— Assignment A —
Translate this sentence from the blog post on reading the Psalms into Spanish: "These are Jesus’ prayers before they are mine, and I must pray them and read them through Him."
— Assignment B —
In the blog post on reading the Psalms, what did the author's seminary professor point out that the Old Testament writers did not have?

— Source passage —
= Beginning of Section =
No, I think there’s a better way to understand the Psalms when they talk like that.

First, it’s helpful to remember that the Psalms were written during an age when God’s arrangement with His people emphasized due punishment and/or reward. He had given laws; their responsibility was to keep them. (Of course, it’s both true and very important to recognize that grace was very much at work in this period as well. I’m just suggesting that the emphasis was somewhere else.) Thus, it’s only natural that a follower of God would want to point out his efforts and successes at abiding by the arrangement.

Second, it’s helpful to adjust our expectations about the self-awareness of these OT writers. As one of my seminary profs pointed out to me a few years ago, these men and women didn’t have Romans 7 or Ephesians 2 to help them understand how truly awful they are without Jesus. Thus, we should not expect them to have the same level of intimacy with the wretchedness in their own heart as we have, viewing it through the lens of these later Scriptures.

Finally, it’s critical to remember that the Psalms are part of what the New Testament writers sometimes call “the Law.” That doesn’t mean it no longer applies to us. It just means that when we feel convicted by it like I was this morning, we need to remember how the Law is supposed to function in our life, namely, to convict us and lead us to Christ.

To say it a different way, all of these Psalms that sound so far out of reach for us actually are… and are not. They ARE out of reach in ourselves, but they ARE NOT out of reach if we are in Christ. In other words, Jesus did live like this. He could actually say these things and mean it. He could take verses like this on His own lips and talk to God like that! I love how Dietrich Bonhoffer puts it:
The psalms that will not cross our lips as prayers, those that make us falter and offend us, make us suspect that here someone else is praying, not we—that the one who is here affirming his innocence, who is calling for God’s judgment, who has come to such infinite depths of suffering, is none other than Jesus Christ himself. It is he who is praying here, and not only here, but in the whole Psalter. (Life Together)
This is what Bonhoffer calls “the secret of the Psalter,” and I think it’s probably the single most important thing I’ve ever learned about how to read the Psalms. These are Jesus’ prayers before they are mine, and I must pray them and read them through Him. In other words, the right way to read the Psalms is with a heart of repentance and faith—repentance for not being like this and faith that, thankfully, He is.

5 comments:

Anonymous said...

Dude! You are Blogger Boy now instead of Great Bosh. Well, maybe we can combine . . . Great Blogger Bosh.

Sorry this comment is not pertaining to this post -- I haven't actually read this post.

And hey, word to the wise -- if you reply now & then to comments you tend to receive more comments. *waits patiently for reply* :o)

Gretchen said...

Josh,

I was thinking about this EXACT thing yesterday -- how I don't get the psalmist sometimes, and how we should understand these passages. Thank you for this post. . . it does make sense! I especially was blessed by the thought that these are Jesus' prayers. Thank you!

Hey, I'm giving you a shout out in my next post. Good to see you're blogging again.

Josh said...

danna,
Thanks for the tip! (...although I'm not in it for the comments so much, but I don't want to be rude either!)

rest of world,
I have no idea what she means by "Great Bosh." :)

gretchen,
We meet again! Thanks for the feeback and the shout out. Say hi to Josh and my other Southern/Clifton friends.

MadMup said...

Oddly enough, my brother still refers to you as "Great Bosh" every so often, and he was only exposed to that nickname 3rd- or 4th-hand.

I'll always think of you as Jo Shwaltz, myself.

Josh said...

Now that's a name I haven't heard for a while. But I should tell you that we were careful to name our boys such that they would not suffer from this sort of confusion as they grew older. True confession!
= End of Section =
— Data to examine —
= Beginning of Section =
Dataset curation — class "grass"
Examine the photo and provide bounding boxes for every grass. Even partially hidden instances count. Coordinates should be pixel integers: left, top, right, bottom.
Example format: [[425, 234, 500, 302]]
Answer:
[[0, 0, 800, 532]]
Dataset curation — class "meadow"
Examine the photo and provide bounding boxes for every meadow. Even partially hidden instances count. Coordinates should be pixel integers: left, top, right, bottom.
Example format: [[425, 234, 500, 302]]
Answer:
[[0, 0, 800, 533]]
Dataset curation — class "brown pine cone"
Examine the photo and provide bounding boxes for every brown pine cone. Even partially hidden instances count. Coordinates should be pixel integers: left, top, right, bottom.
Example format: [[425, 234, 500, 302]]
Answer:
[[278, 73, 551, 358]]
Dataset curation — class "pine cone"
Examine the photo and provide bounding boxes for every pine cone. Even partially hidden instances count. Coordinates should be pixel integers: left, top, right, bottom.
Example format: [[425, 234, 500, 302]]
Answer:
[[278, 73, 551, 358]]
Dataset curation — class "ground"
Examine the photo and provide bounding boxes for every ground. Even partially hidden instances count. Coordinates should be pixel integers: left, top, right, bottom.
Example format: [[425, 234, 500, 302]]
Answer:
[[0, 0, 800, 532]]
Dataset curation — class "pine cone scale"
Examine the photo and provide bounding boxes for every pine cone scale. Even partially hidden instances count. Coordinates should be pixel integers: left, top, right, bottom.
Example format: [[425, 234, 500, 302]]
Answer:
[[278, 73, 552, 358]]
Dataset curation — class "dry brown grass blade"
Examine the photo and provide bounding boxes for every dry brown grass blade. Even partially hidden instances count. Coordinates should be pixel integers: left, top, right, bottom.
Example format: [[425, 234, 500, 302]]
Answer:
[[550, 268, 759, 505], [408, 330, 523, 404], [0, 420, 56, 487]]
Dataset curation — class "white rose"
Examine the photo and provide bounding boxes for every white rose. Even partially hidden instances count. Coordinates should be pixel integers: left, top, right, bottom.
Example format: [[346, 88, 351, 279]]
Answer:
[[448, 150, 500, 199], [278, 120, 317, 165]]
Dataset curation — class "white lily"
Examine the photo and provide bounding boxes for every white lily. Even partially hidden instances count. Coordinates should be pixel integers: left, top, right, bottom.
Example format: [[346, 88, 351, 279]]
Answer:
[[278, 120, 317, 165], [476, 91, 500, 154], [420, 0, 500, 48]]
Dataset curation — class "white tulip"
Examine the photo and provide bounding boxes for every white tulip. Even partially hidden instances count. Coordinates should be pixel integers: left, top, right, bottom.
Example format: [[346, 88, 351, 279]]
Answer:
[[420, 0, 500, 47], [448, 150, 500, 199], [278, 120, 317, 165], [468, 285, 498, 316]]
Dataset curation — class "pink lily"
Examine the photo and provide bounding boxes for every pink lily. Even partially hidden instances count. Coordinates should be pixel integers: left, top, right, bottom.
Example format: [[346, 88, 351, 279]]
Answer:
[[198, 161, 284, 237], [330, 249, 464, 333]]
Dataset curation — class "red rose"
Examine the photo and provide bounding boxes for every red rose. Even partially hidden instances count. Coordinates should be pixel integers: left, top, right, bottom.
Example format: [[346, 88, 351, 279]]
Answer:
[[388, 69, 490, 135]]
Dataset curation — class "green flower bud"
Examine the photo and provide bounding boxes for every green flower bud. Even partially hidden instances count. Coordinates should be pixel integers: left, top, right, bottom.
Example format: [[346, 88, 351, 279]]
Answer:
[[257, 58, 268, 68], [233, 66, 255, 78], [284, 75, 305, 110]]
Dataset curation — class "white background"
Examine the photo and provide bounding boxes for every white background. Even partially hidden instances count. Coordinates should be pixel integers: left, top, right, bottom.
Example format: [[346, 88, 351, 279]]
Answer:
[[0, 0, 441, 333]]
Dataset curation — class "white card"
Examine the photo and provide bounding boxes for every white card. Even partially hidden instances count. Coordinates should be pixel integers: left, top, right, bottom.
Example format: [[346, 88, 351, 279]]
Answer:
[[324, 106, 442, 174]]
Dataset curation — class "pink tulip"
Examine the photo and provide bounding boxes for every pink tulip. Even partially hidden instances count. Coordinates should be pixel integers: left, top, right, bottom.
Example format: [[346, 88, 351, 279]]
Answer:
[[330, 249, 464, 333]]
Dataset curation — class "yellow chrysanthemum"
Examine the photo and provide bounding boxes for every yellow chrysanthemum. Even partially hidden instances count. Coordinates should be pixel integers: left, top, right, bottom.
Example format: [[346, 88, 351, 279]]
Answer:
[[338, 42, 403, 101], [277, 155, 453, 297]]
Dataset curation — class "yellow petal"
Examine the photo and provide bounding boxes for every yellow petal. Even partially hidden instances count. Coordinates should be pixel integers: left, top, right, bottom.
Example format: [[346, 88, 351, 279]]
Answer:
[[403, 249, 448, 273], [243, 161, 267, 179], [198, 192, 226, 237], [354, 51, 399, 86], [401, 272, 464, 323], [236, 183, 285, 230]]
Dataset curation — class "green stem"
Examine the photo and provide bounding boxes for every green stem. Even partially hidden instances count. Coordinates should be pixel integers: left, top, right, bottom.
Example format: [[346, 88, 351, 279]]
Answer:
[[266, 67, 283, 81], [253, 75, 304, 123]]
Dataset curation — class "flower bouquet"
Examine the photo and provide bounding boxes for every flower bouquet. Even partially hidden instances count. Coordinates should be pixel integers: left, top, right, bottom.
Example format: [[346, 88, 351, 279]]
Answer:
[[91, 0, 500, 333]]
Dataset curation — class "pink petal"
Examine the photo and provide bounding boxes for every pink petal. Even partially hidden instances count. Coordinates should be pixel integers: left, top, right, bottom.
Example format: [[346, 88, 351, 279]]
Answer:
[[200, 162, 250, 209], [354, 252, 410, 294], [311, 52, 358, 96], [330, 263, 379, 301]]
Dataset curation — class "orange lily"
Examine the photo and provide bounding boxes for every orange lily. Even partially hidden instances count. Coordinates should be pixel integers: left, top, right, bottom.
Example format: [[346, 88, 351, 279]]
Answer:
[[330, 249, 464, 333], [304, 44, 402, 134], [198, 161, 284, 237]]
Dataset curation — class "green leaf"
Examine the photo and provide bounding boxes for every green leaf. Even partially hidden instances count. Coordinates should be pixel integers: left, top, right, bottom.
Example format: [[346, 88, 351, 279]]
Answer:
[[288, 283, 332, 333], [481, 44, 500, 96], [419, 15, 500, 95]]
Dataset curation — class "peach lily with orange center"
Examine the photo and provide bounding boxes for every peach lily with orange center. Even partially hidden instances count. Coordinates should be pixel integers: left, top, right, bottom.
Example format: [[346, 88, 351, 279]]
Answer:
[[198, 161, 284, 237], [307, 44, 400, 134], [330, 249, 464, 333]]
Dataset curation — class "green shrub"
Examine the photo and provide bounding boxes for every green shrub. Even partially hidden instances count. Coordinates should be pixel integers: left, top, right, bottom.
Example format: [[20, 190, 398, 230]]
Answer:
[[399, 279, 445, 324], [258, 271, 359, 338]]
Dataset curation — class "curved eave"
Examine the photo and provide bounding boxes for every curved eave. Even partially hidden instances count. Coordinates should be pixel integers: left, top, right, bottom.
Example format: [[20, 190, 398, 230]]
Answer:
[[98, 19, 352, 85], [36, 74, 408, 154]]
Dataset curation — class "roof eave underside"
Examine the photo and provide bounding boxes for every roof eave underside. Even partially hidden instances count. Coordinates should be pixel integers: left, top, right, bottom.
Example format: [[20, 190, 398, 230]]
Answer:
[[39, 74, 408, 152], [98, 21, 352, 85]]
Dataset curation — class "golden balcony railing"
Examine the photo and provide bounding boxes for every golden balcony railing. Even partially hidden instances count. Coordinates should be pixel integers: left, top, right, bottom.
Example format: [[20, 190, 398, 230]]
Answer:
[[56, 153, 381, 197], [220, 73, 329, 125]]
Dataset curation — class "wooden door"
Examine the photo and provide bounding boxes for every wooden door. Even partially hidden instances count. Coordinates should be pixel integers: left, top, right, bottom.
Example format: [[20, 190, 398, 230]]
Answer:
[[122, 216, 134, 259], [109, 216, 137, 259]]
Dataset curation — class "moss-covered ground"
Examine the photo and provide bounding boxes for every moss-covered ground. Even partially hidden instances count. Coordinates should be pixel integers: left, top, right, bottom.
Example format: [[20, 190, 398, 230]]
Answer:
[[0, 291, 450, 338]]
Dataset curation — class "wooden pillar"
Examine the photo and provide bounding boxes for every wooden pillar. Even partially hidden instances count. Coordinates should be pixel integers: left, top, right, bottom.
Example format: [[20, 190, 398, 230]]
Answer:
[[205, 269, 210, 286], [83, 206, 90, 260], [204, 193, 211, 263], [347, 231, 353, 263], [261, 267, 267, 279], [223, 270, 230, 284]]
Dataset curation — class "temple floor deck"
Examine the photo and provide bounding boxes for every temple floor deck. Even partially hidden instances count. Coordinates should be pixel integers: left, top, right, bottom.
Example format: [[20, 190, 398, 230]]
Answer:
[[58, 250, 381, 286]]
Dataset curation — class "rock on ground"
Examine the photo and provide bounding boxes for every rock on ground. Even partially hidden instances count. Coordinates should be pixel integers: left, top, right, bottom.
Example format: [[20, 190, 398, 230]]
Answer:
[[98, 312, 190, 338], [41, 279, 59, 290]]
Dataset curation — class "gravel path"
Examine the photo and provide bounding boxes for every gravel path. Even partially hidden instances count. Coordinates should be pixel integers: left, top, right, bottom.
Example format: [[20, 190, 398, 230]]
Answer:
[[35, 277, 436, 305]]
= End of Section =
— Solution A —
Estas son las oraciones de Jesús antes de ser mías, y debo orarlas y leerlas a través de Él.

— Solution B —
They did not have Romans 7 or Ephesians 2 to help them understand how truly awful they are without Jesus.